Work to complete: An unaltered copy of every line below is the expected output.

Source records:
—————
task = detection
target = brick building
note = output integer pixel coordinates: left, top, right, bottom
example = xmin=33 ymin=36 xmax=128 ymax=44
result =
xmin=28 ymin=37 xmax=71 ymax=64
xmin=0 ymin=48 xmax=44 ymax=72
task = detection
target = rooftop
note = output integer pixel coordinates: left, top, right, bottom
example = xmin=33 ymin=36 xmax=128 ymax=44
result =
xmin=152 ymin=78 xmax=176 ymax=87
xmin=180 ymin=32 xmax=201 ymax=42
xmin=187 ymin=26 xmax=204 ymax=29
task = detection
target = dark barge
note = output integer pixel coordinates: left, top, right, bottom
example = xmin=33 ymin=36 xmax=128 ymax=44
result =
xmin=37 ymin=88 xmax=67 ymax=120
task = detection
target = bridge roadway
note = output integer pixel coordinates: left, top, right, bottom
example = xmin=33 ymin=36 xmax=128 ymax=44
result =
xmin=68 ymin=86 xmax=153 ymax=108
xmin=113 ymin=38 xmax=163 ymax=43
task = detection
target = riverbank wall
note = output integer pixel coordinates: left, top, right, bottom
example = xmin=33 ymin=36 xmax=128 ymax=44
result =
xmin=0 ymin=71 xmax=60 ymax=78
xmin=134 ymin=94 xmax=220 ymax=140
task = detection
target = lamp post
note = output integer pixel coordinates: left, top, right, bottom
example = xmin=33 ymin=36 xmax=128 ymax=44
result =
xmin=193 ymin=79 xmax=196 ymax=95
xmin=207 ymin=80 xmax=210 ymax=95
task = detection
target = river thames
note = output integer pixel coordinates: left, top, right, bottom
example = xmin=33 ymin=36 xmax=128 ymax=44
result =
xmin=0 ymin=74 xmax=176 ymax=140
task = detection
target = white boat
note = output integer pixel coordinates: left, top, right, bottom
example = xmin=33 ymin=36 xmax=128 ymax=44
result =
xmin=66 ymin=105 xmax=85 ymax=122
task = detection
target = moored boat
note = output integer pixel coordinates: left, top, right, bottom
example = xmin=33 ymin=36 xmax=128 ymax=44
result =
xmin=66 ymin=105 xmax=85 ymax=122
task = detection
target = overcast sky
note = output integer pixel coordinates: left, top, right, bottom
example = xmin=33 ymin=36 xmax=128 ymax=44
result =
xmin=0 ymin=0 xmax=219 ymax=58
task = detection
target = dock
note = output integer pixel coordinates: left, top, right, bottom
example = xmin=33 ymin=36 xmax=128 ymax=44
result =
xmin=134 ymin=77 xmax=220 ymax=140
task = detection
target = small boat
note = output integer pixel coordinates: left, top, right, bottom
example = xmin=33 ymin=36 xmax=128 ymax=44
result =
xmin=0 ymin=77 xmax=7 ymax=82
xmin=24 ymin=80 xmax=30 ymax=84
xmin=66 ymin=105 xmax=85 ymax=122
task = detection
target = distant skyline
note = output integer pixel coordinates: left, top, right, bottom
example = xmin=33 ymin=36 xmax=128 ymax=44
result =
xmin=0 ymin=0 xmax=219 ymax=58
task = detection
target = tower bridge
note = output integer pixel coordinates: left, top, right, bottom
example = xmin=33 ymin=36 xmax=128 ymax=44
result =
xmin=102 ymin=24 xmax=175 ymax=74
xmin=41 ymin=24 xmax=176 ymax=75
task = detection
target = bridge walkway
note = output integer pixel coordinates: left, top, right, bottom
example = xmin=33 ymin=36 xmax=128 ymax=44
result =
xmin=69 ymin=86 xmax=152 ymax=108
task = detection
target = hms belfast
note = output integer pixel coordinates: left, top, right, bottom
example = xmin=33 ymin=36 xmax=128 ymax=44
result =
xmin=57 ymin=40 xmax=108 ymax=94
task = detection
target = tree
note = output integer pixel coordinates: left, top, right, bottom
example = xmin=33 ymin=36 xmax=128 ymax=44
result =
—————
Output for this task:
task = detection
target = brick building
note = output integer pixel coordinates: left, top, right, bottom
example = xmin=33 ymin=36 xmax=128 ymax=44
result =
xmin=28 ymin=37 xmax=71 ymax=64
xmin=0 ymin=48 xmax=44 ymax=72
task = detection
target = rooftop
note = output integer pixel coordinates: left, top, right, bottom
example = xmin=33 ymin=36 xmax=128 ymax=44
result =
xmin=152 ymin=78 xmax=176 ymax=87
xmin=180 ymin=32 xmax=201 ymax=42
xmin=187 ymin=26 xmax=204 ymax=29
task = detection
target = dark barge
note = output integer pixel coordinates: left, top, right, bottom
example = xmin=33 ymin=36 xmax=128 ymax=44
result =
xmin=37 ymin=88 xmax=67 ymax=120
task = detection
target = bridge roadway
note = output integer pixel coordinates: left, top, right, bottom
example = xmin=33 ymin=36 xmax=128 ymax=44
result =
xmin=68 ymin=86 xmax=153 ymax=108
xmin=113 ymin=38 xmax=163 ymax=43
task = detection
target = riverbank wall
note = output integer pixel coordinates: left, top, right, bottom
example = xmin=33 ymin=36 xmax=128 ymax=44
result =
xmin=0 ymin=71 xmax=60 ymax=78
xmin=134 ymin=94 xmax=220 ymax=140
task = detection
target = lamp post
note = output integer pixel coordinates: left, top, right, bottom
example = xmin=33 ymin=36 xmax=128 ymax=44
result =
xmin=193 ymin=79 xmax=196 ymax=95
xmin=207 ymin=80 xmax=210 ymax=95
task = detection
target = river thames
note = output integer pixel coordinates: left, top, right, bottom
example = xmin=33 ymin=36 xmax=128 ymax=44
result =
xmin=0 ymin=74 xmax=176 ymax=140
task = detection
target = white boat
note = output integer pixel coordinates: left, top, right, bottom
example = xmin=33 ymin=36 xmax=128 ymax=44
result =
xmin=66 ymin=105 xmax=85 ymax=122
task = detection
target = moored boat
note = output integer pixel coordinates: left, top, right, bottom
example = xmin=33 ymin=36 xmax=128 ymax=44
result =
xmin=66 ymin=105 xmax=85 ymax=122
task = detection
target = overcast sky
note = output integer pixel coordinates: left, top, right, bottom
example = xmin=33 ymin=36 xmax=128 ymax=44
result =
xmin=0 ymin=0 xmax=219 ymax=58
task = detection
target = dock
note = output integer pixel coordinates: left, top, right, bottom
example = xmin=33 ymin=36 xmax=128 ymax=44
result =
xmin=134 ymin=77 xmax=220 ymax=140
task = detection
target = small boat
note = output integer pixel coordinates: left, top, right, bottom
example = xmin=33 ymin=36 xmax=128 ymax=44
result =
xmin=0 ymin=77 xmax=7 ymax=82
xmin=24 ymin=80 xmax=30 ymax=84
xmin=66 ymin=105 xmax=85 ymax=122
task = detection
target = distant skyline
note = output integer pixel coordinates: left, top, right, bottom
example = xmin=33 ymin=36 xmax=128 ymax=44
result =
xmin=0 ymin=0 xmax=219 ymax=58
task = detection
target = tower bridge
note = output integer pixel coordinates: left, top, right, bottom
example = xmin=33 ymin=36 xmax=128 ymax=44
result =
xmin=102 ymin=24 xmax=175 ymax=74
xmin=41 ymin=24 xmax=176 ymax=75
task = detection
target = bridge walkway
note = output integer pixel coordinates: left, top, right, bottom
example = xmin=33 ymin=36 xmax=128 ymax=44
result =
xmin=69 ymin=86 xmax=152 ymax=108
task = detection
target = hms belfast
note = output integer pixel coordinates: left, top, right, bottom
example = xmin=33 ymin=36 xmax=128 ymax=44
result =
xmin=57 ymin=40 xmax=108 ymax=94
task = detection
target = tree
note = output integer pixel coordinates: left, top, right, bottom
example = xmin=33 ymin=36 xmax=128 ymax=44
result =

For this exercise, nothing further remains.